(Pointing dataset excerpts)
((
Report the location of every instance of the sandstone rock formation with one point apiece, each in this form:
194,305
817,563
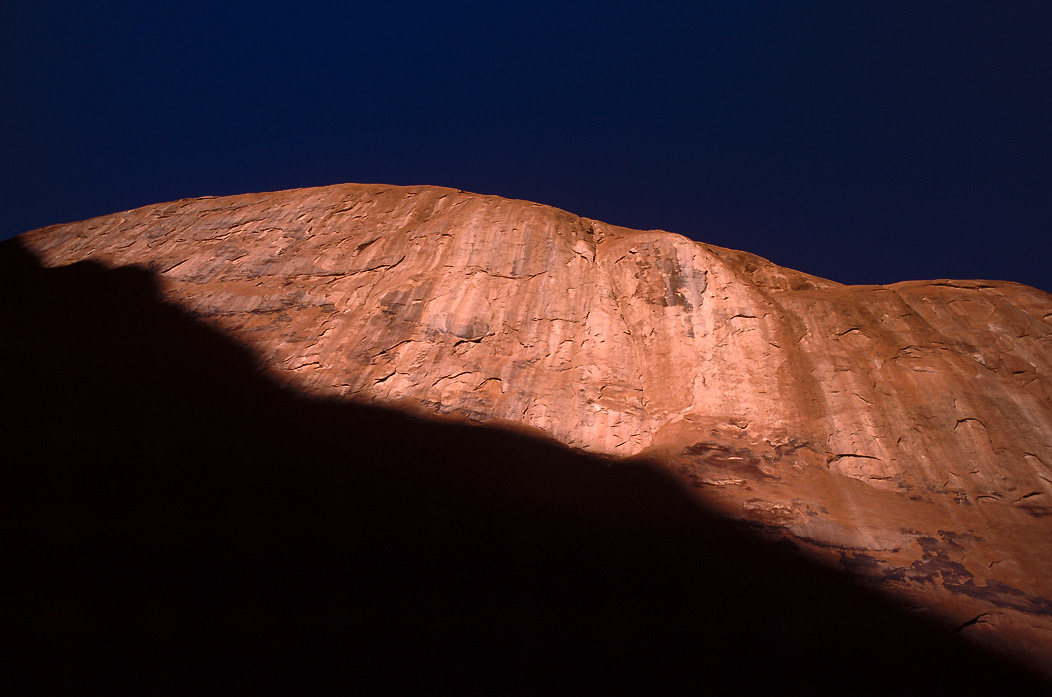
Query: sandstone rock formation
902,432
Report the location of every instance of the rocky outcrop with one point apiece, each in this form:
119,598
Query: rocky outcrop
902,432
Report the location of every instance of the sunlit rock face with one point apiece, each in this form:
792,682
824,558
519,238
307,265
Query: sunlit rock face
903,432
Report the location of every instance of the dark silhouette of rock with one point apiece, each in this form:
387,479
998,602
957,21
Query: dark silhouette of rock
181,523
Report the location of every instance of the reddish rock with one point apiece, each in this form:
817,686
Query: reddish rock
901,432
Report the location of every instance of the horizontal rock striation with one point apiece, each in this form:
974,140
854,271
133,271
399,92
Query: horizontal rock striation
902,432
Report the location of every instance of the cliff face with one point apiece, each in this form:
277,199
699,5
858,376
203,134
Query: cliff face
903,432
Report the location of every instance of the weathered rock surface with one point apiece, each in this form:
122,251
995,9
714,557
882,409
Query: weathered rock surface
902,432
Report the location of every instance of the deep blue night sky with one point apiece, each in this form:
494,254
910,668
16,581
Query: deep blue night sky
862,142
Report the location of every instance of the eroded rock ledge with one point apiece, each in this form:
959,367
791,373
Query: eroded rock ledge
903,432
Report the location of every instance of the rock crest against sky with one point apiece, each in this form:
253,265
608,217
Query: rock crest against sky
902,433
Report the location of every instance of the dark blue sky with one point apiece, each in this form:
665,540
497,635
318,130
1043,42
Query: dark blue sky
863,142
))
**TASK REQUIREMENTS**: Please copy the data from the line containing "Report the location of every instance of the eroded" through the end of the data, replacing each "rock crest" with "rock ridge" and leaving everything else unchanged.

**PROBLEM SOLUTION**:
Report the location of every instance of the eroded rock ledge with one point apiece, each in this form:
959,367
791,373
Query: eroded rock ledge
903,432
Report the location of every instance of the rock ridge against sky with one point apiece, each in this form:
253,265
608,217
Query: rock ridge against sky
902,433
Report the location of every instance of the dark blue sky with one point apiece, each in this form:
665,540
497,635
318,130
1043,42
Query: dark blue sky
863,142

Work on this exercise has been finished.